Region annotation entries:
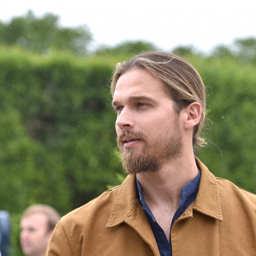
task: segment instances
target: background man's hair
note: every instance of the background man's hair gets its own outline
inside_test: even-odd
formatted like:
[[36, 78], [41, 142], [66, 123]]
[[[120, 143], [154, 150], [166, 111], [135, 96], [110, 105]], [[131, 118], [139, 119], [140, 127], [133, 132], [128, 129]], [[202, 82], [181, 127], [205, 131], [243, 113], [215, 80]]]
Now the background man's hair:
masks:
[[60, 219], [60, 215], [58, 211], [51, 206], [46, 204], [31, 205], [24, 211], [22, 218], [34, 213], [44, 214], [47, 217], [49, 231], [53, 230]]
[[192, 102], [198, 102], [201, 105], [201, 117], [194, 128], [192, 143], [194, 150], [203, 147], [206, 143], [200, 134], [205, 118], [206, 90], [195, 68], [184, 59], [169, 53], [152, 52], [139, 54], [128, 61], [117, 64], [110, 86], [112, 97], [120, 75], [128, 70], [139, 68], [145, 69], [163, 82], [165, 90], [174, 101], [178, 114]]

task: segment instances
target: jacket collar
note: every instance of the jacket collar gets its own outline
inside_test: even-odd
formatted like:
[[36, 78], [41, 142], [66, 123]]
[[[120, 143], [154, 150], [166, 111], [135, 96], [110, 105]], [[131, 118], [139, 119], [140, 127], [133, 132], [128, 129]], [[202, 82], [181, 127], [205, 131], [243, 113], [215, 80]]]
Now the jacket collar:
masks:
[[197, 158], [196, 163], [201, 171], [196, 198], [192, 208], [201, 213], [222, 221], [218, 185], [216, 177]]
[[[217, 179], [198, 158], [196, 158], [196, 160], [201, 171], [199, 188], [196, 200], [186, 210], [186, 214], [184, 217], [192, 217], [193, 210], [195, 210], [222, 221], [223, 218]], [[120, 187], [106, 227], [110, 228], [125, 221], [135, 213], [139, 204], [136, 175], [128, 175]], [[143, 212], [142, 208], [141, 210]], [[139, 212], [141, 214], [142, 211], [139, 211], [136, 214]], [[142, 213], [142, 215], [145, 215]]]

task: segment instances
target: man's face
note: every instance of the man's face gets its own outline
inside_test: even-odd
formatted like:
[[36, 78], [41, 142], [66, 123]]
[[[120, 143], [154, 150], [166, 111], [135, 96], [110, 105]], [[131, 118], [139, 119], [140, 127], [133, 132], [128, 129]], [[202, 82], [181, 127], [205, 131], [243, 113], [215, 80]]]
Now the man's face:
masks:
[[22, 219], [20, 228], [20, 244], [24, 254], [44, 255], [51, 233], [48, 230], [46, 216], [32, 213]]
[[155, 171], [182, 154], [179, 117], [161, 81], [142, 68], [122, 74], [113, 105], [123, 164], [128, 173]]

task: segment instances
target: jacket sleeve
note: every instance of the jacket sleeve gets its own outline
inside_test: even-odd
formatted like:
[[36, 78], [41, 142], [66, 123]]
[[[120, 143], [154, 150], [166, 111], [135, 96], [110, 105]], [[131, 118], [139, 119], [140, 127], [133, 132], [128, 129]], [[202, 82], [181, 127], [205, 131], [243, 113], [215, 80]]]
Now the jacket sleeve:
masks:
[[67, 236], [60, 220], [53, 230], [45, 256], [76, 256], [77, 254], [72, 248], [72, 245], [70, 237]]

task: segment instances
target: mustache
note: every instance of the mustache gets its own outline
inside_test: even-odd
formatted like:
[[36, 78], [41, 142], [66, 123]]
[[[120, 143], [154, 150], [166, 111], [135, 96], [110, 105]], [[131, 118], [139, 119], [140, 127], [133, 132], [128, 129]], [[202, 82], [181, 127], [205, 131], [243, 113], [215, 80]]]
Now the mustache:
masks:
[[122, 131], [117, 136], [117, 141], [118, 145], [122, 144], [123, 142], [122, 139], [124, 136], [136, 138], [143, 141], [147, 140], [146, 136], [143, 132], [136, 132], [132, 131]]

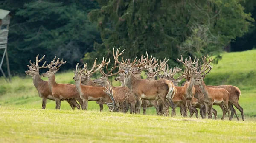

EXERCISE DESCRIPTION>
Reproduce every row above verbatim, omitting the pictures from your answer.

RESULT>
task: segment instances
target: background man's hair
note: every instance of the background man's hair gets its own outline
inside_test: even-odd
formatted like:
[[36, 78], [41, 142], [66, 123]]
[[[120, 143], [154, 150], [166, 111], [135, 96], [110, 105]], [[131, 118], [139, 119], [140, 127], [133, 132], [128, 129]], [[202, 82], [181, 127], [205, 131], [243, 113], [215, 80]]]
Now the background man's hair:
masks:
[[60, 219], [60, 215], [58, 211], [51, 206], [46, 204], [31, 205], [24, 211], [22, 218], [34, 213], [44, 214], [47, 217], [49, 231], [53, 230]]
[[192, 102], [198, 102], [201, 105], [201, 117], [194, 128], [192, 143], [194, 150], [203, 147], [206, 143], [200, 134], [205, 118], [206, 90], [195, 68], [184, 59], [169, 53], [152, 52], [139, 54], [128, 61], [117, 64], [110, 86], [112, 97], [120, 75], [128, 70], [139, 68], [145, 69], [163, 82], [165, 90], [174, 101], [178, 114]]

task: segment instances
target: jacket collar
note: every instance of the jacket collar gets its own outline
inside_test: even-odd
formatted like:
[[36, 78], [41, 142], [66, 123]]
[[[120, 143], [154, 150], [166, 111], [135, 96], [110, 105]], [[131, 118], [139, 119], [140, 127], [133, 132], [128, 129]], [[202, 82], [181, 127], [205, 131], [243, 113], [215, 80]]]
Now the jacket collar:
masks:
[[197, 158], [196, 163], [201, 171], [196, 198], [192, 208], [201, 213], [222, 221], [218, 185], [216, 177]]
[[[217, 179], [198, 158], [196, 158], [196, 160], [201, 171], [199, 188], [196, 200], [186, 210], [186, 214], [184, 217], [192, 217], [193, 210], [195, 210], [222, 221], [223, 218]], [[120, 187], [106, 227], [110, 228], [125, 221], [135, 213], [139, 204], [136, 175], [128, 175]], [[143, 212], [142, 208], [141, 210]], [[139, 212], [141, 214], [142, 211], [139, 211], [136, 214]], [[142, 213], [142, 215], [145, 215]]]

task: segment instances
target: man's face
note: every instance of the man's face gets its own outline
inside_test: even-odd
formatted like:
[[36, 78], [41, 142], [66, 123]]
[[[120, 143], [154, 150], [166, 111], [135, 96], [110, 105]], [[131, 118], [139, 119], [140, 127], [133, 132], [128, 129]], [[202, 82], [181, 127], [205, 131], [243, 113], [215, 80]]]
Now the man's face:
masks:
[[22, 219], [20, 228], [20, 244], [24, 254], [44, 255], [51, 233], [48, 230], [46, 216], [32, 213]]
[[155, 171], [182, 154], [179, 117], [161, 81], [142, 68], [122, 74], [113, 105], [123, 164], [128, 173]]

task: segment instances
target: jacket sleeve
note: every instance of the jacket sleeve gets its own outline
inside_test: even-odd
formatted like:
[[36, 78], [41, 142], [66, 123]]
[[[120, 143], [154, 150], [166, 111], [135, 96], [110, 105]], [[131, 118], [139, 119], [140, 127], [133, 132], [128, 129]], [[202, 82], [181, 127], [205, 131], [243, 113], [215, 80]]]
Now the jacket sleeve:
masks:
[[67, 236], [60, 220], [53, 230], [45, 256], [76, 256], [77, 254], [72, 248], [72, 245], [70, 237]]

task: segment instances
target: mustache
note: every instance of the mustache gets its own outline
inside_test: even-odd
formatted like:
[[36, 78], [41, 142], [66, 123]]
[[[120, 143], [154, 150], [166, 111], [135, 96], [110, 105]], [[131, 118], [139, 119], [140, 127], [133, 132], [128, 129]], [[202, 82], [181, 127], [205, 131], [243, 113], [215, 80]]]
Now the mustache:
masks:
[[122, 131], [117, 136], [117, 141], [118, 145], [122, 144], [123, 142], [122, 139], [124, 136], [136, 138], [143, 141], [147, 140], [146, 136], [143, 132], [136, 132], [132, 131]]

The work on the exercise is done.